### [SOURCE]
────────────────────────────────────────

Crafting Your Career Narrative

Confidently answer general questions like "tell me about yourself?" or "walk me through your resume?" and, specific questions such as "why did you move from one company to another?"

While helping people with their job search, we’ve seen how compelling career narratives can help people get responses from cold emails, pass screening interviews, and land the job with hiring managers. 

A career narrative communicates your experience and goals through a story. Stories, particularly during an emotional process like interviewing, helps you to create a connection with people, and can give better insight into your work experience and you. Studies show that stories are not only more memorable, but they’re also more persuasive.

Summarizing your career or goals can seem into a short career narrative is not always easy, so we work off a structure that combines your education, work experience, and your career goals into one overarching theme.


Structure your narrative around a larger theme.


Larger theme 

Developing a larger theme for your narrative makes the task more manageable, solidifies your narrative, and makes your story more memorable. There are no set guidelines for choosing a larger theme and everyone's will be different. If you are earlier in your career, it might make sense to build your theme around your career goals. If you are later, you can build a theme as it relates to your experience. 

Your theme should be the one constant element of your narrative. Here are some examples to help get your creative juices flowing:

  • Industry - Is there an industry that fascinates you and has driven your career choices? (Technology, design, government, climate change, etc)?

────────────────────────────────────────

### [DATA TO USE]
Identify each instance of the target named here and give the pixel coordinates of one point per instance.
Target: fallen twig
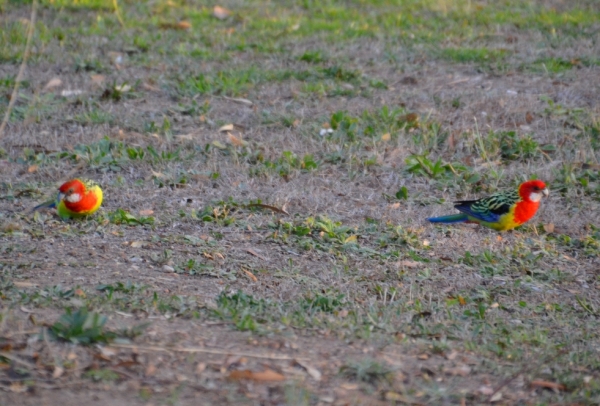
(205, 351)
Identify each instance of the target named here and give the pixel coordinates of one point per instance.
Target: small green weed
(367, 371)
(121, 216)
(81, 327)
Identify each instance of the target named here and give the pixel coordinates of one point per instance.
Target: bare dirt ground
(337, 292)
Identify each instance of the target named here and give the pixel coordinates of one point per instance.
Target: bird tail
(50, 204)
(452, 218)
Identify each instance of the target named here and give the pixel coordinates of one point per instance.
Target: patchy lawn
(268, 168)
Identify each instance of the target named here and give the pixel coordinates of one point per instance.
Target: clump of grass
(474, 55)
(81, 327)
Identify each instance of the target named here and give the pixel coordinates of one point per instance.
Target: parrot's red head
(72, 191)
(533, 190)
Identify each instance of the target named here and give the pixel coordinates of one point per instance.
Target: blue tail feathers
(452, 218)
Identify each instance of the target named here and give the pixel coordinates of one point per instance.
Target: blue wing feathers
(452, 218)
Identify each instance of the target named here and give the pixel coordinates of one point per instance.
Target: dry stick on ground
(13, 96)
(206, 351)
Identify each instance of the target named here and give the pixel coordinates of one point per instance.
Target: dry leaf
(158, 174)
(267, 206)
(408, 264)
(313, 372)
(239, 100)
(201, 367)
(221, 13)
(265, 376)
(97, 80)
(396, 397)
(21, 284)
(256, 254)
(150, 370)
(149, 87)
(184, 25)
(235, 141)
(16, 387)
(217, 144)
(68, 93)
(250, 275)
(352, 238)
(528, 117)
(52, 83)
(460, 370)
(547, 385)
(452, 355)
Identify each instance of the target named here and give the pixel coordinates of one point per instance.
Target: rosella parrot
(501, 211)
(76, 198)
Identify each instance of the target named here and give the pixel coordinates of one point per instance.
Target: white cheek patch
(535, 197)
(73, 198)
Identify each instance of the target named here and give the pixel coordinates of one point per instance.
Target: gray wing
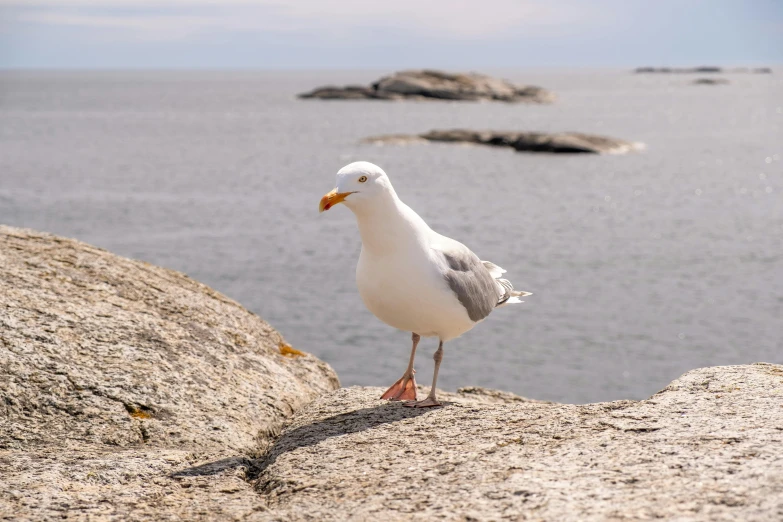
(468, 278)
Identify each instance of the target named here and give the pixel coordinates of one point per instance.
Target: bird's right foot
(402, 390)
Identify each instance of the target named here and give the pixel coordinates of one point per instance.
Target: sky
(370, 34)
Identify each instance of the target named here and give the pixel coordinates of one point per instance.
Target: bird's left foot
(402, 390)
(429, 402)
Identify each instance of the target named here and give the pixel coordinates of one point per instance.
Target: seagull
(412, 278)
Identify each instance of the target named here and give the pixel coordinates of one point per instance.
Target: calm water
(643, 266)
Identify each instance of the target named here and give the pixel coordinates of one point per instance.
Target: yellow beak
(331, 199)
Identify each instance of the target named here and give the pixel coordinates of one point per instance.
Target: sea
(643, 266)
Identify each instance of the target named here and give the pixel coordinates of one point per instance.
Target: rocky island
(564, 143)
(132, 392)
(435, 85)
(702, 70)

────────────────────────────────────────

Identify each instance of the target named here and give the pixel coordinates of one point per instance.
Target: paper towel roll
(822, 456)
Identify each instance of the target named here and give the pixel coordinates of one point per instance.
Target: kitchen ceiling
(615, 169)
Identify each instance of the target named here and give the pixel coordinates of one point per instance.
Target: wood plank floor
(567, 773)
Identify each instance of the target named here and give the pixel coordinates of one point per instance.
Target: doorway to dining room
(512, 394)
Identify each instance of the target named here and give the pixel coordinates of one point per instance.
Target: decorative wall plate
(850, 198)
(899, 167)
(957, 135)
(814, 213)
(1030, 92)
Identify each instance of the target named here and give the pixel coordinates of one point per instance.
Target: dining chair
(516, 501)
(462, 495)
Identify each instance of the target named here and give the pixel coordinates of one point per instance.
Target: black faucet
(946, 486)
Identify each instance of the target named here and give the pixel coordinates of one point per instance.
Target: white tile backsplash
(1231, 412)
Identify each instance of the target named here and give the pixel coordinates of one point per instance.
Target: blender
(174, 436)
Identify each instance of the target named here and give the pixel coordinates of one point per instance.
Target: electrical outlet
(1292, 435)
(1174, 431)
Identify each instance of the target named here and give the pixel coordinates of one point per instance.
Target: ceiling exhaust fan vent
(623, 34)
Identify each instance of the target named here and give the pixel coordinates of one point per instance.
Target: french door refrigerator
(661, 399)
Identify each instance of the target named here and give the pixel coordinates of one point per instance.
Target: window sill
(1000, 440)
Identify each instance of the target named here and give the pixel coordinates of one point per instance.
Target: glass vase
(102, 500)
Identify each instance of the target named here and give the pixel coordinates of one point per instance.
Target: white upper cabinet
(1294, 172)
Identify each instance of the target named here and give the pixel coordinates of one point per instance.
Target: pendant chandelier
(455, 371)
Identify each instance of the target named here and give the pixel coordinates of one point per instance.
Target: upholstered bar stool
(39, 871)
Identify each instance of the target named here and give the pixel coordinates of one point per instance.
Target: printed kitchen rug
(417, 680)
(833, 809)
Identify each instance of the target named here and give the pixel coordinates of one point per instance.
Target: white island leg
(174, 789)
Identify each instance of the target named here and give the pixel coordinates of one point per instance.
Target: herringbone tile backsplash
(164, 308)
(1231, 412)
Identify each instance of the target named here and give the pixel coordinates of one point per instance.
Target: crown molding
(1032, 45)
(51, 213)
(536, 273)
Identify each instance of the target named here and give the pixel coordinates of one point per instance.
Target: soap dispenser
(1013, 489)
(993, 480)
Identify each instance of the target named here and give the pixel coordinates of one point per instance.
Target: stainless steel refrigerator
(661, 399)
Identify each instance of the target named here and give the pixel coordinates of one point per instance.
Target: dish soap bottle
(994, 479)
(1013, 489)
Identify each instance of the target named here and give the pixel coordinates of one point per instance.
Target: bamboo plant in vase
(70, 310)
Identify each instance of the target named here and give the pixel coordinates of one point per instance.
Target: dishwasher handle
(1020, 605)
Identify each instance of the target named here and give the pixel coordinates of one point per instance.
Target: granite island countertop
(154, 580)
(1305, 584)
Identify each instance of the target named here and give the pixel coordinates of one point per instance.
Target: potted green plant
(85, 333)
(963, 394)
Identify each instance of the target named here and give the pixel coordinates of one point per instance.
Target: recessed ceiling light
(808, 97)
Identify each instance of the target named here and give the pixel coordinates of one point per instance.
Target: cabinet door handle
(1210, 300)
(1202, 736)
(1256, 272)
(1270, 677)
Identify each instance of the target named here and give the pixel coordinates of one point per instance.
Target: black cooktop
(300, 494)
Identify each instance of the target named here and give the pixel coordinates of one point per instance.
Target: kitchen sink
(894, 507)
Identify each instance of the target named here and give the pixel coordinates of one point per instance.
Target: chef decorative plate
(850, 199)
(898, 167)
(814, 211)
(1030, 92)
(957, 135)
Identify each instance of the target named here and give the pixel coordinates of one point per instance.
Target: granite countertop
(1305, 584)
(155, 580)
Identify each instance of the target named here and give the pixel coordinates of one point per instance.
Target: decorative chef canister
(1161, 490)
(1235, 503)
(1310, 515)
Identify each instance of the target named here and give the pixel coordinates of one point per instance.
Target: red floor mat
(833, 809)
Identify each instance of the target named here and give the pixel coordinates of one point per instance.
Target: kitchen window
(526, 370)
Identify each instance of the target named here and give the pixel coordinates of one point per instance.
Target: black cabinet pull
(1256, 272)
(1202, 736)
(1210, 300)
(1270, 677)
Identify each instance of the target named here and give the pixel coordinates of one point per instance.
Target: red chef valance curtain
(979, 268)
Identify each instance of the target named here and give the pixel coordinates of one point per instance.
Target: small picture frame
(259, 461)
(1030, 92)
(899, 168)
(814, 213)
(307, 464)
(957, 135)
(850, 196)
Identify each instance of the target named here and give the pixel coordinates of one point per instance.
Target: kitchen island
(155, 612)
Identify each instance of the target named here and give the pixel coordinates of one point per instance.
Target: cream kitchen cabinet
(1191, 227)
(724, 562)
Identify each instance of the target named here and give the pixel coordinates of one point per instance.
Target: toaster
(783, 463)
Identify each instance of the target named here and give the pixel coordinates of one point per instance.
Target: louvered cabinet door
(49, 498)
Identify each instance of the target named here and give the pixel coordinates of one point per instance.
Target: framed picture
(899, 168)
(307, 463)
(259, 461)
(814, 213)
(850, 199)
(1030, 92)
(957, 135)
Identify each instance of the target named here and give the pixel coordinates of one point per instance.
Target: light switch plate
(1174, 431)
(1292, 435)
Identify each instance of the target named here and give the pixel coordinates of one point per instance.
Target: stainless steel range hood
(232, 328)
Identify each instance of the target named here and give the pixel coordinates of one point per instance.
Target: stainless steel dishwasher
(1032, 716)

────────────────────────────────────────

### [CHALLENGES]
1 > Locate each line in the rows that contains the word "soap" and copy it out.
2 > Pick up the career narrative guide where it stops and write what comes next.
The career narrative text has no connection to the rows.

### [RESPONSES PER TASK]
1 >
Target: soap dispenser
Target: dish soap bottle

2 >
  • Skill building - Do you make career decisions based on a focus to learn new things and develop new skills?
  • Singular passion - Have you followed a path that is influenced by a strong passion of yours (Philanthropy, sports, literature, cultural experience, etc)?
  • A mentor - Is there a specific person who has influenced you that you are trying to model your career after?
  • An opportunist - You are always making the best of your situation and leveraging one job into another, regardless of industry or interest.


Your Experience

You should be ready to speak to each part of your experience in a few concise sentences. If you have highly relevant experience for a specific role, or you gained impressive experience at one job, focus on highlighting these roles. You don’t have to mention all of your work experience!

Focus on the strengths and relevant skills you developed during this time and the impact that you had. You want someone to leave feeling like they understand not just what you’ve done but also how you’ve done it.


Example 1: While at Company X, I worked as a customer success manager and helped implement new processes to more effectively relay feedback back to the product team. I’m proud to say that as a result of our new system, we were able to increase signups by 10% and reduce churn by 20%!

Example 2: At college Y, I focused my curriculum around my passion for data science and was able to produce two studies that were highlighted in the local paper and on website X. I was able to leverage those projects and get an introduction to Company Z where I worked with their data analytics team to help drive traffic to A/B test our email marketing campaigns. Our work led to a more than 30% increase in open rates!


Transitions and Decision Drivers

Connect the dots. Why did you change jobs or select that internship? Transitions can help you relate one experience to the next so that they build on one another (as it would in any great story!).

Transitions are especially important because they usually can’t be conveyed in a resume or a LinkedIn profile. They’re a unique opportunity to really show your personality, motivations, and interests.


Example 1 continued: The main thing I took away from my work in Customer Success with Company X, was the realization that I love creating experiences that improve people’s lives on a day-to-day basis. That learning lead me to pursue online courses and eventually enroll in the UX Design course at Bootcamp X.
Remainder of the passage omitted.